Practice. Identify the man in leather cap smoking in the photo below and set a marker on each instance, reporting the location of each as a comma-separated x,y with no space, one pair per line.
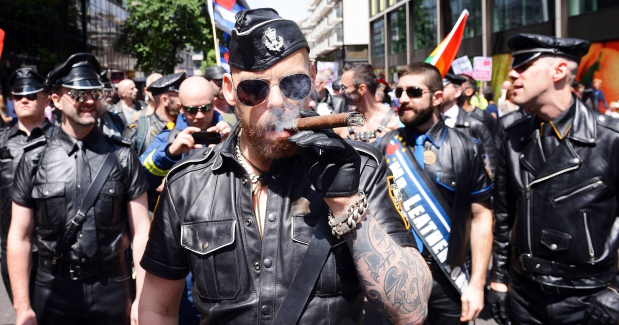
247,244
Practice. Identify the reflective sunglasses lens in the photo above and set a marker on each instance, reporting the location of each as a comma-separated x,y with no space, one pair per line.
296,86
414,92
253,91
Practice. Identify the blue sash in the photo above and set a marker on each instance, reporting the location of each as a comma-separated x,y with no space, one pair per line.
424,208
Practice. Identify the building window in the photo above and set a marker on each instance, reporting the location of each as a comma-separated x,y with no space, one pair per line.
397,30
378,38
577,7
424,24
509,14
473,23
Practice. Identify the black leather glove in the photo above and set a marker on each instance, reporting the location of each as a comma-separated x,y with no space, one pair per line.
499,306
603,308
332,165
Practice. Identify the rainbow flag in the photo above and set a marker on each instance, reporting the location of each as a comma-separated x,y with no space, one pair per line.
445,53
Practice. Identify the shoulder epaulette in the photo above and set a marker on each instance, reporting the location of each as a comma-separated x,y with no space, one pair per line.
608,122
121,141
36,143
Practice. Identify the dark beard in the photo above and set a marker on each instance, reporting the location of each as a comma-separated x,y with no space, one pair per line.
421,116
270,148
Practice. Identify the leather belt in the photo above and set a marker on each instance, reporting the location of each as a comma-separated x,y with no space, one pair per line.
546,267
76,271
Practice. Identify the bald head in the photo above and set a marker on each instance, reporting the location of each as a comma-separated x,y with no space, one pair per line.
127,89
152,78
195,91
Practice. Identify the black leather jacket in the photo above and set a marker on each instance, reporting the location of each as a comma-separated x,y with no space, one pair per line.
473,125
13,141
45,181
461,179
205,223
557,219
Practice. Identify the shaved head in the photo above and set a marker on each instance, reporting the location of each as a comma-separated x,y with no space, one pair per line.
127,89
152,78
195,91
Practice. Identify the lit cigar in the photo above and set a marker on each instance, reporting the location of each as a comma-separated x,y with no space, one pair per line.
327,122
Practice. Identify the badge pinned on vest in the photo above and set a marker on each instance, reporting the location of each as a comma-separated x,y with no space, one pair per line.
273,42
396,198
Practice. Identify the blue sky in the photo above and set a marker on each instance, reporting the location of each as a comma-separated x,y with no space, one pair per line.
289,9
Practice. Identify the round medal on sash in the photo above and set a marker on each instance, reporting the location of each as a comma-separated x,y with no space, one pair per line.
429,157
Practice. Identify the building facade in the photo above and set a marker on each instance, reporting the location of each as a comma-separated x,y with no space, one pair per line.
334,30
404,31
41,34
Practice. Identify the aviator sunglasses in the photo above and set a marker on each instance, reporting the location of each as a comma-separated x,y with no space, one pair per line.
194,109
411,92
252,92
79,95
32,96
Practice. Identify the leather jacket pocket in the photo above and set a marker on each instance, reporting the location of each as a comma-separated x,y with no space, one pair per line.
578,190
50,198
111,203
214,256
446,179
556,241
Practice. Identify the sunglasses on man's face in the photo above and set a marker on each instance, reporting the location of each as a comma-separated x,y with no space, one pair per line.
252,92
411,92
79,95
32,96
194,109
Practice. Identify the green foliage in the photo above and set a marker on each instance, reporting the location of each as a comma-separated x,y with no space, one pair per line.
156,31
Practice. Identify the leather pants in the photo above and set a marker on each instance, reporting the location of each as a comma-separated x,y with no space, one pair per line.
445,305
533,303
105,298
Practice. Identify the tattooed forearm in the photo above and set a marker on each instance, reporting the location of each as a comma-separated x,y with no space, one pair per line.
396,280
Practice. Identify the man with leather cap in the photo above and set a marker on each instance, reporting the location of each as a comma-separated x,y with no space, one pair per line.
167,106
452,166
83,276
31,131
463,121
557,230
244,215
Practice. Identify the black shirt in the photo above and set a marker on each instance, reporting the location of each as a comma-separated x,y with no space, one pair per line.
46,181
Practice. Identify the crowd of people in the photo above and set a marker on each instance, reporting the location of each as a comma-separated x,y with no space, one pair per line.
202,205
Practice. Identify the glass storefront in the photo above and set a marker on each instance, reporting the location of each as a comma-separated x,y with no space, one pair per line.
397,31
509,14
577,7
378,38
424,23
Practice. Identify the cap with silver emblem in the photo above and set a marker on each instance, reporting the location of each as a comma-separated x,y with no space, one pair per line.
26,81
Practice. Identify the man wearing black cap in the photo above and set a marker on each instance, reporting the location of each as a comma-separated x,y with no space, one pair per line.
261,220
81,199
556,234
109,122
215,75
31,131
167,106
469,124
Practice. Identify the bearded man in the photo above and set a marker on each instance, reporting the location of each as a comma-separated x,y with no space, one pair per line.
261,219
446,192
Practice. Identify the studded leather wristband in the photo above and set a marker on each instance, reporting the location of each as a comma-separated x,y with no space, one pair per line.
347,222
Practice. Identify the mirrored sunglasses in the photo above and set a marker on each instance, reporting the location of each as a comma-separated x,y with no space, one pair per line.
252,92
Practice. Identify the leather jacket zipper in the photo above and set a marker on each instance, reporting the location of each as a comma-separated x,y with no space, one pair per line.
589,242
578,191
528,197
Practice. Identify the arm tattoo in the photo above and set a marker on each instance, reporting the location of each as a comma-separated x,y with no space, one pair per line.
396,280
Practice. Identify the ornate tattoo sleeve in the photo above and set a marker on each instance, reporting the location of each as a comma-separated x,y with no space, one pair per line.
396,279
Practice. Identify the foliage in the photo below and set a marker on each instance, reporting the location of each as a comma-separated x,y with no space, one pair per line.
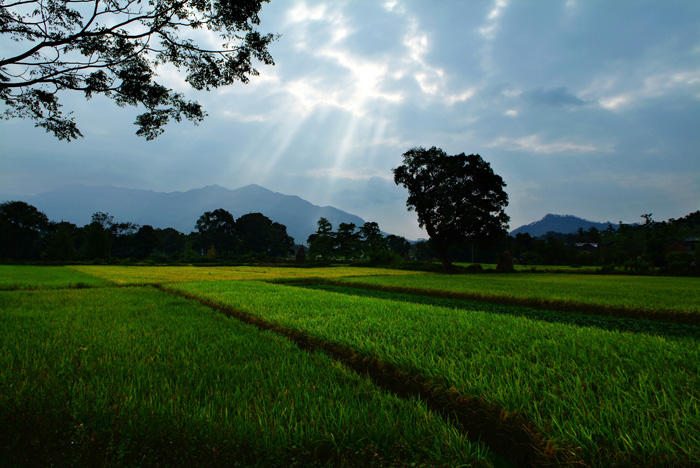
638,248
349,243
21,228
457,198
116,49
217,233
260,235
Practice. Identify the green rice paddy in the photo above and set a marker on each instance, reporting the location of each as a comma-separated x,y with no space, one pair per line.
95,373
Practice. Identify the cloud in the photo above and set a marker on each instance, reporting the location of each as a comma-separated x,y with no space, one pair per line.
350,174
653,86
533,143
553,97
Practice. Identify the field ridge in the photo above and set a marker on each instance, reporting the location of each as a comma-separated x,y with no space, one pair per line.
666,315
508,435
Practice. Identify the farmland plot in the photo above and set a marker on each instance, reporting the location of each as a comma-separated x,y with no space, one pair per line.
604,398
129,275
668,297
137,377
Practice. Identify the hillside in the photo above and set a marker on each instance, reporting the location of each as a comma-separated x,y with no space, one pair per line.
565,224
180,210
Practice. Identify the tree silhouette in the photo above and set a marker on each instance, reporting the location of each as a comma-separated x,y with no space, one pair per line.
114,48
217,229
457,198
21,228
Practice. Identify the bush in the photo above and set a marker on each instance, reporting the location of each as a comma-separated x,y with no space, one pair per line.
505,263
679,263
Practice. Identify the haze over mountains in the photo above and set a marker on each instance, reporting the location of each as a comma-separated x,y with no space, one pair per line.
565,224
180,210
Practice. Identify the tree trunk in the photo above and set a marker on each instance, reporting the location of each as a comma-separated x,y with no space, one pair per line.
441,250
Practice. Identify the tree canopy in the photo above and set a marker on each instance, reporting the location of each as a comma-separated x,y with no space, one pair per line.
457,198
115,47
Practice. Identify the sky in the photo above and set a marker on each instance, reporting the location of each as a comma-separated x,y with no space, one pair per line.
589,108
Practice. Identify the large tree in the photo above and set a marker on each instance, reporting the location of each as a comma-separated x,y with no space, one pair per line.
457,198
114,48
217,230
260,235
21,228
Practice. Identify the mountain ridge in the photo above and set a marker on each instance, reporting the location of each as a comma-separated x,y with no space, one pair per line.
563,224
180,210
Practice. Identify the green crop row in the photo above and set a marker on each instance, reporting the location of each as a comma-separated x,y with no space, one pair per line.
605,398
174,274
668,297
138,377
14,277
624,324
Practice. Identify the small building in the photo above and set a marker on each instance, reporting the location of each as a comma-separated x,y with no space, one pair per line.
586,246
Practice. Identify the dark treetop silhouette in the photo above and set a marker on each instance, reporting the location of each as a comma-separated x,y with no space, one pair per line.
113,48
457,198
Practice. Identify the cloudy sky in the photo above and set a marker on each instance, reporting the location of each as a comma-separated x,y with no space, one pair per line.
589,108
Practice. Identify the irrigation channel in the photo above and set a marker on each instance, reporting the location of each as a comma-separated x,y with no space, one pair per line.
516,442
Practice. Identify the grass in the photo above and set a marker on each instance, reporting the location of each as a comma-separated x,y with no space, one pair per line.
130,275
650,297
604,397
13,277
137,377
622,324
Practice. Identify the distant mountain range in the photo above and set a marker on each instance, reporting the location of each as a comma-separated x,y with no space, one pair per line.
181,210
565,224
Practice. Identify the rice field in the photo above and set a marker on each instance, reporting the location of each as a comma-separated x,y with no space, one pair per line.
420,372
131,275
677,297
126,377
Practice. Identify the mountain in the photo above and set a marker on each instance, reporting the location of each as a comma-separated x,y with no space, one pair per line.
180,210
565,224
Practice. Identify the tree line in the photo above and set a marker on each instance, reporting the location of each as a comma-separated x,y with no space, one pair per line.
27,234
352,243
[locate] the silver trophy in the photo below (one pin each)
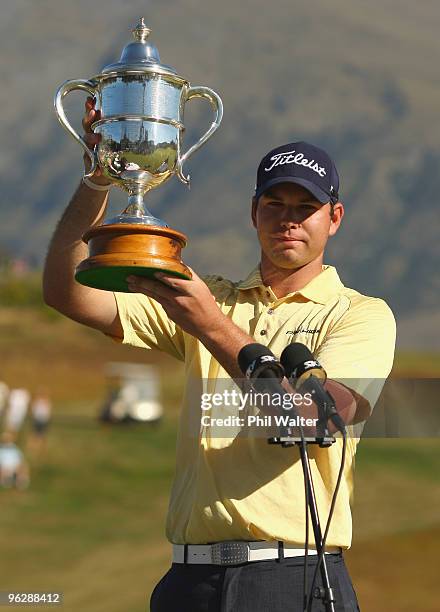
(142, 106)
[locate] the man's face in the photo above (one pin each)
(293, 226)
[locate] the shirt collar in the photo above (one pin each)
(320, 289)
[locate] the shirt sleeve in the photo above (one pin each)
(146, 325)
(359, 350)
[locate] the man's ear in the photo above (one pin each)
(254, 211)
(338, 213)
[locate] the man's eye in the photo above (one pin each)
(308, 206)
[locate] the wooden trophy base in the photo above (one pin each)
(121, 249)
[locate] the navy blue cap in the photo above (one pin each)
(303, 164)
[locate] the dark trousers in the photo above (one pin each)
(259, 586)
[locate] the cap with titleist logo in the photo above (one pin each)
(303, 164)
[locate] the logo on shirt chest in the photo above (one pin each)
(300, 330)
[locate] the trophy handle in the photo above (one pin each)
(66, 88)
(217, 105)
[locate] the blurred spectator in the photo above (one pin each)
(18, 403)
(41, 408)
(4, 391)
(14, 471)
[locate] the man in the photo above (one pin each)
(240, 488)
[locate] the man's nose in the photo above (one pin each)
(290, 218)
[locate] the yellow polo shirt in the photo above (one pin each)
(242, 488)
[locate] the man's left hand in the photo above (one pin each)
(189, 303)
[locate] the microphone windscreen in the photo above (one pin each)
(294, 355)
(250, 353)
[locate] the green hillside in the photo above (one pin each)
(358, 78)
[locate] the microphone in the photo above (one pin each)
(257, 361)
(265, 372)
(306, 374)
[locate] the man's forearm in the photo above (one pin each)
(224, 342)
(67, 249)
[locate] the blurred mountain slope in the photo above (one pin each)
(358, 78)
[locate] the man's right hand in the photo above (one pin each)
(91, 139)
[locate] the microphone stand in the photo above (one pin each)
(286, 439)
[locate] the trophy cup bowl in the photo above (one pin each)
(141, 104)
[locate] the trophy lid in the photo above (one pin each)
(140, 54)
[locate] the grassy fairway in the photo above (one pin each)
(92, 522)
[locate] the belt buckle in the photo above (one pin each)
(229, 553)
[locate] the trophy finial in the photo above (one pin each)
(141, 31)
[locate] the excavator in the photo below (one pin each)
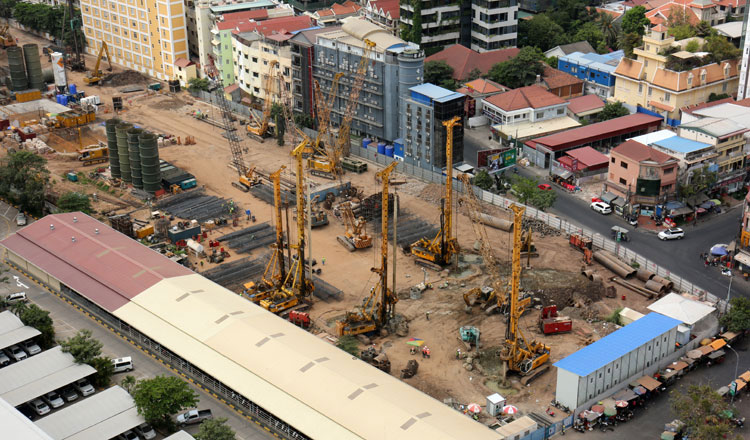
(525, 358)
(94, 77)
(375, 309)
(275, 270)
(355, 236)
(295, 286)
(493, 297)
(439, 251)
(259, 129)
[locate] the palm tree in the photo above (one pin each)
(609, 29)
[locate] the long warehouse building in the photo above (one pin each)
(243, 352)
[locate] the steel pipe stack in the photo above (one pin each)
(18, 79)
(135, 156)
(122, 150)
(114, 159)
(150, 162)
(33, 67)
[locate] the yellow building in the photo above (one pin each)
(144, 35)
(648, 83)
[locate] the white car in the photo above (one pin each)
(53, 399)
(601, 208)
(84, 387)
(16, 353)
(671, 234)
(39, 407)
(146, 431)
(31, 347)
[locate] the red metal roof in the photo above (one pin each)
(109, 267)
(601, 130)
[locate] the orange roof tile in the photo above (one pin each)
(463, 60)
(524, 97)
(641, 153)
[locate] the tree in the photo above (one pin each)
(34, 316)
(23, 177)
(82, 346)
(198, 84)
(612, 110)
(160, 398)
(215, 429)
(590, 32)
(73, 201)
(540, 32)
(737, 318)
(519, 71)
(104, 371)
(436, 71)
(702, 410)
(483, 180)
(634, 21)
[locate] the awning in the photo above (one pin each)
(742, 258)
(607, 197)
(649, 383)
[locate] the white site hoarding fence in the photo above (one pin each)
(598, 240)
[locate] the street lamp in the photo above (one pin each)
(736, 369)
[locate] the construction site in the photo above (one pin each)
(482, 299)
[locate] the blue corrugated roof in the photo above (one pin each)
(681, 145)
(617, 344)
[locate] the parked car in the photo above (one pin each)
(31, 347)
(84, 387)
(16, 297)
(53, 399)
(69, 394)
(4, 359)
(15, 352)
(601, 208)
(671, 234)
(39, 407)
(146, 431)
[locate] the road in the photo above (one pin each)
(649, 421)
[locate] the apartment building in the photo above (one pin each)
(144, 35)
(649, 82)
(480, 25)
(395, 67)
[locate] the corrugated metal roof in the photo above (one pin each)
(106, 264)
(16, 426)
(101, 416)
(617, 344)
(40, 374)
(320, 389)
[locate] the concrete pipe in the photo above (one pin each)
(497, 223)
(644, 275)
(655, 286)
(665, 282)
(616, 266)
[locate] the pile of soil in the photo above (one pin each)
(125, 78)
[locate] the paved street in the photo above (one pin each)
(649, 423)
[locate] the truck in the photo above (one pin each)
(194, 416)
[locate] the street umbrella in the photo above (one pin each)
(510, 409)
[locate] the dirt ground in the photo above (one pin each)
(554, 275)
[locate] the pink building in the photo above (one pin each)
(641, 176)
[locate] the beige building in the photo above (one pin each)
(144, 35)
(647, 81)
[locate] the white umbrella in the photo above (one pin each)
(510, 409)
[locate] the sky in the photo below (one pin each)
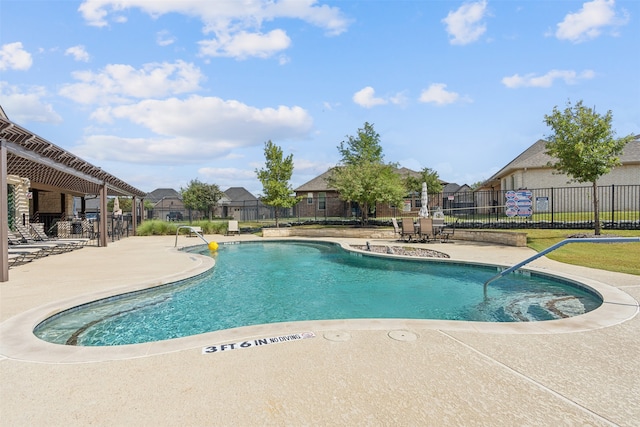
——
● Directions: The expected output is the run of lines from the one containing "[locate] the street lamp" to the last line of the listing above, both included, word for word and free of pictures.

● Answer to the exercise:
[locate] the street lamp in the photo above (one pin each)
(736, 369)
[locate] the construction site in the photo above (one pin each)
(482, 299)
[locate] the blue corrugated roof in the photo above (one pin each)
(681, 145)
(617, 344)
[locate] the parked car in the photo above (one pin each)
(31, 347)
(84, 387)
(16, 297)
(53, 399)
(69, 394)
(4, 359)
(15, 352)
(601, 208)
(671, 234)
(39, 407)
(146, 431)
[locate] the road in the photo above (one pin each)
(649, 421)
[locate] the apartment building in the photo above (one pin each)
(144, 35)
(649, 82)
(480, 25)
(395, 67)
[locate] the corrugated metal roof in the photo above (one pin each)
(106, 264)
(16, 426)
(101, 416)
(617, 344)
(40, 374)
(320, 389)
[locate] the concrete pipe in the photo above (one pin each)
(497, 223)
(644, 275)
(655, 286)
(665, 282)
(616, 266)
[locate] the pile of soil in the photo above (one pin each)
(125, 78)
[locate] the paved street in the photo above (one pin each)
(649, 423)
[locate] the truck in the photo above (one pin each)
(194, 416)
[locate] the street umbrella in the photo above (one pin each)
(510, 409)
[locate] the dirt ground in the photo above (one pin each)
(554, 275)
[locate] the pink building in the photo above (one pin each)
(641, 176)
[locate] the beige building in the photo above (one pin each)
(144, 35)
(647, 81)
[locate] the white umbrella in the photo above (one pin each)
(510, 409)
[locate] the sky in the photo below (one pin each)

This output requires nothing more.